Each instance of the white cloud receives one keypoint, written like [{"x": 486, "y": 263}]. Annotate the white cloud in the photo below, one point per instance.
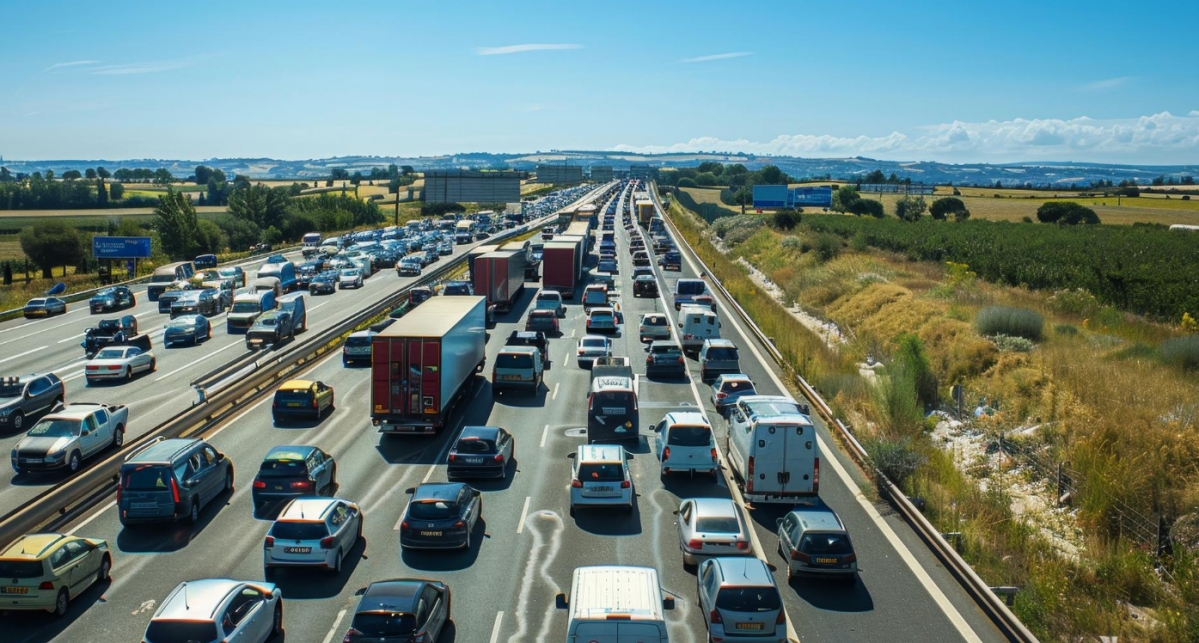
[
  {"x": 715, "y": 56},
  {"x": 522, "y": 48},
  {"x": 1107, "y": 84},
  {"x": 71, "y": 64},
  {"x": 1148, "y": 138}
]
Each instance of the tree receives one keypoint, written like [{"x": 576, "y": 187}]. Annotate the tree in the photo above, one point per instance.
[
  {"x": 176, "y": 224},
  {"x": 947, "y": 206},
  {"x": 49, "y": 244},
  {"x": 910, "y": 208}
]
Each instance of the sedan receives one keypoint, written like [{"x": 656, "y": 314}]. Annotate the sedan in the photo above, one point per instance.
[
  {"x": 591, "y": 347},
  {"x": 188, "y": 329},
  {"x": 119, "y": 362},
  {"x": 711, "y": 527},
  {"x": 41, "y": 307},
  {"x": 350, "y": 277},
  {"x": 481, "y": 451},
  {"x": 441, "y": 515}
]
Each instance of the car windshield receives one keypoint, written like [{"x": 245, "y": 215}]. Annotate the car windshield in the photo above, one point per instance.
[
  {"x": 717, "y": 524},
  {"x": 748, "y": 599},
  {"x": 299, "y": 530},
  {"x": 690, "y": 436},
  {"x": 181, "y": 631},
  {"x": 601, "y": 472},
  {"x": 432, "y": 510},
  {"x": 380, "y": 624},
  {"x": 826, "y": 544},
  {"x": 55, "y": 428}
]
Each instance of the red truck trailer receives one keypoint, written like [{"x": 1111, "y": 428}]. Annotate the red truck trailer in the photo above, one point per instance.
[
  {"x": 499, "y": 276},
  {"x": 422, "y": 365}
]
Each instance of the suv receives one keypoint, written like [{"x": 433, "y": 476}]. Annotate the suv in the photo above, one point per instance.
[
  {"x": 717, "y": 358},
  {"x": 600, "y": 478},
  {"x": 740, "y": 600},
  {"x": 30, "y": 395},
  {"x": 168, "y": 480}
]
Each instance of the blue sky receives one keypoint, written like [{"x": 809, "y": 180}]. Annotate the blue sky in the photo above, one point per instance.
[{"x": 958, "y": 82}]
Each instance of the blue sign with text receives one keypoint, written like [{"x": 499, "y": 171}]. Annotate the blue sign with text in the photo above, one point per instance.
[{"x": 120, "y": 247}]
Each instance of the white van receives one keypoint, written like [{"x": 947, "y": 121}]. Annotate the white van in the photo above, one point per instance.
[
  {"x": 696, "y": 324},
  {"x": 615, "y": 604},
  {"x": 772, "y": 449}
]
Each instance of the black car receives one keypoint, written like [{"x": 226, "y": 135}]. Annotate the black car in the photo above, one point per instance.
[
  {"x": 26, "y": 396},
  {"x": 401, "y": 611},
  {"x": 481, "y": 451},
  {"x": 112, "y": 299},
  {"x": 440, "y": 516},
  {"x": 531, "y": 337},
  {"x": 293, "y": 472}
]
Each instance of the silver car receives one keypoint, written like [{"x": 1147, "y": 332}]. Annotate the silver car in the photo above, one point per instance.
[
  {"x": 214, "y": 610},
  {"x": 313, "y": 533},
  {"x": 711, "y": 527}
]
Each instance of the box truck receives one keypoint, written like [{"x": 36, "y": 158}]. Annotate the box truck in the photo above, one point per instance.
[{"x": 422, "y": 365}]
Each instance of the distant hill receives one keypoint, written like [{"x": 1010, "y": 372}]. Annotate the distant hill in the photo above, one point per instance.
[{"x": 1038, "y": 174}]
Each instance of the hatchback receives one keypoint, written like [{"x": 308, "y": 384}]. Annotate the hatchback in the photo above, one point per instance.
[
  {"x": 740, "y": 600},
  {"x": 440, "y": 516},
  {"x": 711, "y": 527},
  {"x": 291, "y": 472},
  {"x": 313, "y": 533},
  {"x": 214, "y": 610},
  {"x": 481, "y": 451}
]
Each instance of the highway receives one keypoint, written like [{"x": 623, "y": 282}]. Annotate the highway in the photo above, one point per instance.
[{"x": 504, "y": 587}]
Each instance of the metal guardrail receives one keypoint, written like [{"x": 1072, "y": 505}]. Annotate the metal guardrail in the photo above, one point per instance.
[
  {"x": 982, "y": 593},
  {"x": 72, "y": 496}
]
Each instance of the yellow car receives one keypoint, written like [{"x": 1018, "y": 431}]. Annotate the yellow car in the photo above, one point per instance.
[{"x": 44, "y": 571}]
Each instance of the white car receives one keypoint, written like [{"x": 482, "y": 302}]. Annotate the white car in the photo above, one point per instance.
[
  {"x": 119, "y": 362},
  {"x": 350, "y": 277},
  {"x": 591, "y": 347}
]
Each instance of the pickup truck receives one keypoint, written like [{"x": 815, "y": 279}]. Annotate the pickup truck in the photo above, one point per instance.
[{"x": 62, "y": 439}]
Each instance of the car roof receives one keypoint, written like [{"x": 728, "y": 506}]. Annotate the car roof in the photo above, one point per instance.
[
  {"x": 396, "y": 595},
  {"x": 438, "y": 491},
  {"x": 197, "y": 600}
]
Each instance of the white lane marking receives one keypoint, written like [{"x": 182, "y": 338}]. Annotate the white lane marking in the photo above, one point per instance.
[
  {"x": 495, "y": 629},
  {"x": 332, "y": 631},
  {"x": 196, "y": 361},
  {"x": 524, "y": 514},
  {"x": 934, "y": 592},
  {"x": 23, "y": 354}
]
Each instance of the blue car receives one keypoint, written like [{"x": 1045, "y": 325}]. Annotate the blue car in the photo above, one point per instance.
[{"x": 187, "y": 329}]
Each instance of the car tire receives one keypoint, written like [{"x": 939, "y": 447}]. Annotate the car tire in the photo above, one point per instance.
[{"x": 61, "y": 602}]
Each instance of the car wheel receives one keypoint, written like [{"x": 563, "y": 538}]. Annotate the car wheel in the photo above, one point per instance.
[
  {"x": 106, "y": 570},
  {"x": 61, "y": 602}
]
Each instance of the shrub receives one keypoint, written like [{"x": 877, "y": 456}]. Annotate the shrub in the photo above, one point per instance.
[
  {"x": 1182, "y": 352},
  {"x": 1011, "y": 322}
]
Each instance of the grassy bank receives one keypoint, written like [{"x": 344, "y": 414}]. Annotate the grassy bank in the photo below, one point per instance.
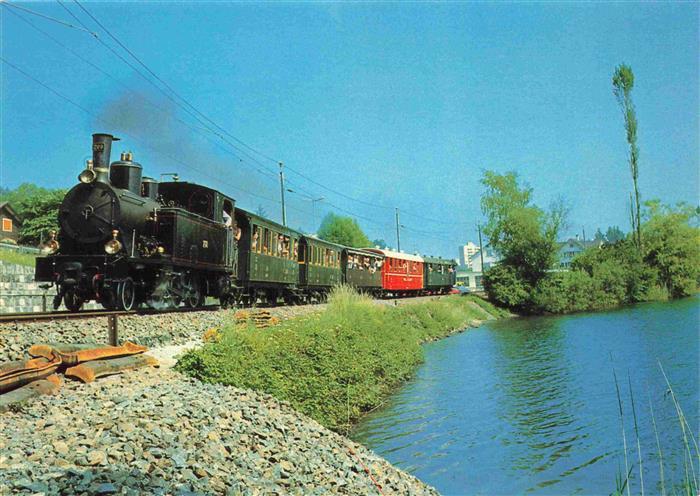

● Direction:
Return every line of the records above that contains the string "below", matching case exactly.

● Expected output:
Each instance of the white cloud receives one keypoint, written like [{"x": 486, "y": 263}]. Annotate the white cloud in the photo below, one point per instance.
Each instance of the grassy bank receives one keypoint, written like [{"x": 344, "y": 414}]. Annotate the grassy bank in the photo below, one point per instance.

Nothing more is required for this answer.